— Extract provided —

▼

Fig. 3 shows the SEM images of the BiOBr–BiOI sample. As we can see in this Figure, the entire sample is mostly microsphere-assembled with nanosheets. The BiOBr–BiOI exhibits the typically sphere-like structures with an average diameter of 1–3 μm. The same phenomenon also can be seen in the TEM images. Fig. 4 shows the TEM images of the BiOBr–BiOI nanosheet-based nanostructures, which further confirmed that the 3D microspheres are composed of nanosheets. For a single microsphere (Fig. 4a), we can see the solid structure rather than hollow structures. The high-resolution TEM image of a single nanosheet in the microspheres (Fig. 4d) shows the crystalline structure. The lattice spacing of 0.21 nm is close to the theoretical value of 0.2086 nm for the (102) plane of BiOI, while the lattice spacing of 0.23 nm is close to the theoretical value of 0.2263 nm for the (110) plane of BiOBr. Therefore, it can be confirmed that a BiOBr–BiOI nanocrystal heterojunction is formed in the composite.

Fig. 3 SEM images of the BiOBr–BiOI composite: (a and b) low magnification; (c and d) high magnification.

Fig. 4 TEM and AFM images of the BiOBr–BiOI composite: (a and b) low magnification TEM images; (c and d) high magnification TEM images; (e and f) AFM images of ultrathin nanosheets.

▲

— Input data —
▼

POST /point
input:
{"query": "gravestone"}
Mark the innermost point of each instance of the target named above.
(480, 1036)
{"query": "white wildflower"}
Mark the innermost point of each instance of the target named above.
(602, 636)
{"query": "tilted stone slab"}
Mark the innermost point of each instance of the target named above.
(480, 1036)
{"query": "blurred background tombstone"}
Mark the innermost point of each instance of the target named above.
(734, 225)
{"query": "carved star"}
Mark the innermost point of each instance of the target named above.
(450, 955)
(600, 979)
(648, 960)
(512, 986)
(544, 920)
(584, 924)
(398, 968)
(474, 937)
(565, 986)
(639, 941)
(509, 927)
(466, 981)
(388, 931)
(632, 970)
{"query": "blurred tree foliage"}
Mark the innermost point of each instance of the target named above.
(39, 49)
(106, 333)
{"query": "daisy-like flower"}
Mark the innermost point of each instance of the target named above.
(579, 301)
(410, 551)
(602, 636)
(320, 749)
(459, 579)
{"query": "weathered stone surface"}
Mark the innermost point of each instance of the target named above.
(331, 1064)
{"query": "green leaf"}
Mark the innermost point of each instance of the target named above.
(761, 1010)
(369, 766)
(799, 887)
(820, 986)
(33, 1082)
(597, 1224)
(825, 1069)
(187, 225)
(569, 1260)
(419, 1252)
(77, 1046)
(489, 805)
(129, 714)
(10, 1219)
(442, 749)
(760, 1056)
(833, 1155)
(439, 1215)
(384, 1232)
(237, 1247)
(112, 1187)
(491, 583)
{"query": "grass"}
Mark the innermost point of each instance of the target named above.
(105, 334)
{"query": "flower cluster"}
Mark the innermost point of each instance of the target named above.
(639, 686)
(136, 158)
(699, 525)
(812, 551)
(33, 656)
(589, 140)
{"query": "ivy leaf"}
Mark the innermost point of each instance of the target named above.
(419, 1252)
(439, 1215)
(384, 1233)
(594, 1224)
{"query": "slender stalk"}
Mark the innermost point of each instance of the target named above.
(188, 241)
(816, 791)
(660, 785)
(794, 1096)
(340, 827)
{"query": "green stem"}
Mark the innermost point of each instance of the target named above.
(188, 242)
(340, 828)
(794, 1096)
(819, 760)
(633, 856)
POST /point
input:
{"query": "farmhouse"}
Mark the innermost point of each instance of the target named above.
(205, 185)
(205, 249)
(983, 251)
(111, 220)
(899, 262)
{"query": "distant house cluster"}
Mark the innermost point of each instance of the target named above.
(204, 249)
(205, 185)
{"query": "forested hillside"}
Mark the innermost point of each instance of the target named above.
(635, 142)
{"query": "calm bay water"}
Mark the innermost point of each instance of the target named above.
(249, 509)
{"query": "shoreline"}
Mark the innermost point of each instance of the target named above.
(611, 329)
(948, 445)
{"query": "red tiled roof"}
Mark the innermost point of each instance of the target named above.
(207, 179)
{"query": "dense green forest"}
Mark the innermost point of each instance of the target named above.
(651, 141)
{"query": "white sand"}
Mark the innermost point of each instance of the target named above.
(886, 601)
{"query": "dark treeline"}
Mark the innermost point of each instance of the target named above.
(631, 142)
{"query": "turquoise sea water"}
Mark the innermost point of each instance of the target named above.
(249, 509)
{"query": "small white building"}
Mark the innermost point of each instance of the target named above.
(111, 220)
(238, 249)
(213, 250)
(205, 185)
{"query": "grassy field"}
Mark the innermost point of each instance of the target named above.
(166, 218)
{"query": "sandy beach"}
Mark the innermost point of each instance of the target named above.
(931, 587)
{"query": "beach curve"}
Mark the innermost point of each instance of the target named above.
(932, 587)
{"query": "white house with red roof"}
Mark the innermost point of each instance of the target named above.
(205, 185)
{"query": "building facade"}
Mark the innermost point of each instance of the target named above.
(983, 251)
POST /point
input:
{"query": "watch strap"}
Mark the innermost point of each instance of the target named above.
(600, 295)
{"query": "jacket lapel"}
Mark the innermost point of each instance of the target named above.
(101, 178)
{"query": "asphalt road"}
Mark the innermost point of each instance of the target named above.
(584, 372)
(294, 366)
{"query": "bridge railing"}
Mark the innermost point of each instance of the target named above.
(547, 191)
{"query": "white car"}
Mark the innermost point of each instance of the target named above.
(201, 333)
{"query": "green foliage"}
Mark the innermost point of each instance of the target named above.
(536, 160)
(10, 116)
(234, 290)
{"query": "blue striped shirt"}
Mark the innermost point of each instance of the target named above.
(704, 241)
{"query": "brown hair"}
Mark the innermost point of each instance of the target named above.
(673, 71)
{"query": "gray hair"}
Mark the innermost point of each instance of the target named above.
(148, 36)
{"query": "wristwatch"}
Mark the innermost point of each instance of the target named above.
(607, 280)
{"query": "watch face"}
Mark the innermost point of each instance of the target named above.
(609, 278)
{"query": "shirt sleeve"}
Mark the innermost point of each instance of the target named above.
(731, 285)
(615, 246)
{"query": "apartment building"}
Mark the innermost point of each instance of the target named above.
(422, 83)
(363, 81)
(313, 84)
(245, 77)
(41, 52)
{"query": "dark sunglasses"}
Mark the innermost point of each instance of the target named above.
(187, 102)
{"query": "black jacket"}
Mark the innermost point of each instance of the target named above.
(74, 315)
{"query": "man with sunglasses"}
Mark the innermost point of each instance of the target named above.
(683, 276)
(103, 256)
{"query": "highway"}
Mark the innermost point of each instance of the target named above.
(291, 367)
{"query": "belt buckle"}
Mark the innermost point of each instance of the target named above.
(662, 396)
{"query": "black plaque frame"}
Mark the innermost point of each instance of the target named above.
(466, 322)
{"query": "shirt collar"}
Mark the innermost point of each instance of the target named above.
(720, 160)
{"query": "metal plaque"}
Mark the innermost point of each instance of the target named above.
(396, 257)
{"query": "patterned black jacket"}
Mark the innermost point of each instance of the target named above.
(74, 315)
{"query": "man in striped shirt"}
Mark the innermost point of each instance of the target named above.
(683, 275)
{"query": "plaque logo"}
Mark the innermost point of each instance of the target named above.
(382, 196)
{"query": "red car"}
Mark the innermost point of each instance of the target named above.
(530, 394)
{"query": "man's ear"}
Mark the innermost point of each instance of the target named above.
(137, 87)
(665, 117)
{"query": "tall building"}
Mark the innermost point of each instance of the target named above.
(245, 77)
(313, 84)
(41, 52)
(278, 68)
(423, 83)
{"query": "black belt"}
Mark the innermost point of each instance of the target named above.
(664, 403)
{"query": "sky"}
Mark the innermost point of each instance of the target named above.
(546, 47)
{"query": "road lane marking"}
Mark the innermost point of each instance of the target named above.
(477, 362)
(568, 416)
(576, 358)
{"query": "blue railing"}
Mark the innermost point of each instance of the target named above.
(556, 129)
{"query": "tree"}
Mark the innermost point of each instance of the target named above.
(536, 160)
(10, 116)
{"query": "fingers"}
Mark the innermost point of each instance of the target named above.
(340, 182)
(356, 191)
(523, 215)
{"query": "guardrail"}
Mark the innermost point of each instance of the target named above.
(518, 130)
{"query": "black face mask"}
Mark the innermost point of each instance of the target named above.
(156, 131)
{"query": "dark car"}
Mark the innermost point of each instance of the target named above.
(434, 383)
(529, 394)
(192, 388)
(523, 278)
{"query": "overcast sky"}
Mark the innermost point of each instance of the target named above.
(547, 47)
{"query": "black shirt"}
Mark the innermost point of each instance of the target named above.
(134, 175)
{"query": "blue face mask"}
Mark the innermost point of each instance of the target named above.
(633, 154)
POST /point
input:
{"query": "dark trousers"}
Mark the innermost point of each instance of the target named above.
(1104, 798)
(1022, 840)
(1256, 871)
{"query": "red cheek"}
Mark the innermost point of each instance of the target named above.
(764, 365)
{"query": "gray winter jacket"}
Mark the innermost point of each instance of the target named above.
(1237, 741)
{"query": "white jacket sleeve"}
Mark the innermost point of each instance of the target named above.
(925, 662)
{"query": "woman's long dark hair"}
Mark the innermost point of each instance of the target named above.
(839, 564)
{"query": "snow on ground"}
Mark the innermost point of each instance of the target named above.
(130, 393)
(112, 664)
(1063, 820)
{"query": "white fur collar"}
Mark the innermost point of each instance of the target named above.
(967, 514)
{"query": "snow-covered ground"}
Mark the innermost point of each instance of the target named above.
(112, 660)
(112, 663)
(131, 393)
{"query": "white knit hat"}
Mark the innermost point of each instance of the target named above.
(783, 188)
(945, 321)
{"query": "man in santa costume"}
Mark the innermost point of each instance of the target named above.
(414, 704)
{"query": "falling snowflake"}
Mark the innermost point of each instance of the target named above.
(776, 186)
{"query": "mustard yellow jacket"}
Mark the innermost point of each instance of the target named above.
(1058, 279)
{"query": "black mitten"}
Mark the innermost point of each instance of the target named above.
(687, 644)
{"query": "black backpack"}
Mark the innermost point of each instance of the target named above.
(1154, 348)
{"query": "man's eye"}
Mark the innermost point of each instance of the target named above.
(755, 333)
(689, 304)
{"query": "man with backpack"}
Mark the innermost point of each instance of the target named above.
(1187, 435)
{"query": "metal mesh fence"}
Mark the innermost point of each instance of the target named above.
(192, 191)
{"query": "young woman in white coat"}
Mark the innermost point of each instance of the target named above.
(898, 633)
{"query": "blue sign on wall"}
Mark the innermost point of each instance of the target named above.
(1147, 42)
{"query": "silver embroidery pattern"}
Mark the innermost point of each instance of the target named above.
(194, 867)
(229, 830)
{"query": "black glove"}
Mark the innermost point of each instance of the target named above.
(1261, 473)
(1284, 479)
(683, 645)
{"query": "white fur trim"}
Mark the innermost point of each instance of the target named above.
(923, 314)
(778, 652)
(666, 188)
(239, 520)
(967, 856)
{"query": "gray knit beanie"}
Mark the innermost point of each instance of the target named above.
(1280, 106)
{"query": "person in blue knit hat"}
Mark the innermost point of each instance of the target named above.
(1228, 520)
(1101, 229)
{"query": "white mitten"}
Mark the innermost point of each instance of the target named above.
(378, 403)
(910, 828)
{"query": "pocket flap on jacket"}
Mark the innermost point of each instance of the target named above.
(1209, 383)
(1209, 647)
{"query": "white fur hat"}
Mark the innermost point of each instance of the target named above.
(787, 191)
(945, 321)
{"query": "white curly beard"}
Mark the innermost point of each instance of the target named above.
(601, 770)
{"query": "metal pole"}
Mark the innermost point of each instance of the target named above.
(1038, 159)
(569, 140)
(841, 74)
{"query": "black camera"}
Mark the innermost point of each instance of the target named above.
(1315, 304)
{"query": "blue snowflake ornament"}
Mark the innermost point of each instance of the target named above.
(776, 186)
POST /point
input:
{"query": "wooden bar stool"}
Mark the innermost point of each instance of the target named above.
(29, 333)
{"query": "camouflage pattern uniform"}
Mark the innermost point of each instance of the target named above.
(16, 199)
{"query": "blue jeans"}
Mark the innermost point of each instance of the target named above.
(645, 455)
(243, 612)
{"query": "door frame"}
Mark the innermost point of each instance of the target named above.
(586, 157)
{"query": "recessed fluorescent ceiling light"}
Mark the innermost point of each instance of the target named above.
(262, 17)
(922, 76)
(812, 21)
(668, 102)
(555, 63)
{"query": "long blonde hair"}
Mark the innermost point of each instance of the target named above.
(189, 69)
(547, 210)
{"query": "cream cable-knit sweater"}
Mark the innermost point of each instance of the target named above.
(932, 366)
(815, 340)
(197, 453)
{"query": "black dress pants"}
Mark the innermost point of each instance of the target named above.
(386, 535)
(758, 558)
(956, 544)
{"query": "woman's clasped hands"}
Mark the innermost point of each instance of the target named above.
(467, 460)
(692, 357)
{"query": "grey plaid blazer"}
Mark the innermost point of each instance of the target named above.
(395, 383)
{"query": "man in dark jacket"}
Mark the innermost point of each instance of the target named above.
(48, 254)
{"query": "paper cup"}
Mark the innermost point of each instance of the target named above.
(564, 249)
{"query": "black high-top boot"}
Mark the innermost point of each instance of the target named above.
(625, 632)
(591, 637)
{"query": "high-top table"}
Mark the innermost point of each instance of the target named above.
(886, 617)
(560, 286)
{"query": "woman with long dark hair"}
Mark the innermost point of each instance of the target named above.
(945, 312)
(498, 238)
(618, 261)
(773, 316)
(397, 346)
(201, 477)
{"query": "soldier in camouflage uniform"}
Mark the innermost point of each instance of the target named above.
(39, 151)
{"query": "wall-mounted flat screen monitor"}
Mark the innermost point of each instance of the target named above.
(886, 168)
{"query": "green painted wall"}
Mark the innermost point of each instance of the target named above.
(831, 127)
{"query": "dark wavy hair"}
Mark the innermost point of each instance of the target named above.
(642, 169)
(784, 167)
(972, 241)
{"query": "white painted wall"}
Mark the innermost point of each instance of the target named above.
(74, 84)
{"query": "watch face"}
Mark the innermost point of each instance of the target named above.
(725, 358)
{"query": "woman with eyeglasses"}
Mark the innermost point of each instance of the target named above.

▲

— Brief A —
Find every line in the records that contains the string "collar", and copy each of those lines.
— Brief B —
Pick up the BiOBr–BiOI microscopy excerpt at the point where it stops and continue it.
The BiOBr–BiOI microscopy excerpt and the records are unrelated to each other.

— Reply A —
{"query": "shirt collar"}
{"query": "white fur collar"}

— Reply B —
We made use of a direct method to test the thickness of the nanosheets. We measured the nanosheets in the high magnification TEM shown in Fig. 4c, which reveals that the thickness of the BiOBr–BiOI sheet is about 1 nm and the BiOBr–BiOI sheets are composed of a single layer, which is stacked along the thickness direction.²³ AFM has been demonstrated to be a valid and important method for the determination of the thickness of the ultrathin BiOBr–BiOI nanosheets. The corresponding height profile was shown in Fig. 4f. We measured the thickness of the nanosheets fragments by AFM. The thickness of the nanosheets was ∼0.9 nm. Considering that the c parameter for BiOBr is 8.103 Å and for BiOI is 9.149 Å, it can be deduced that each ultrathin BiOBr–BiOI nanosheet with a 0.9 nm thickness consists of almost a single layer.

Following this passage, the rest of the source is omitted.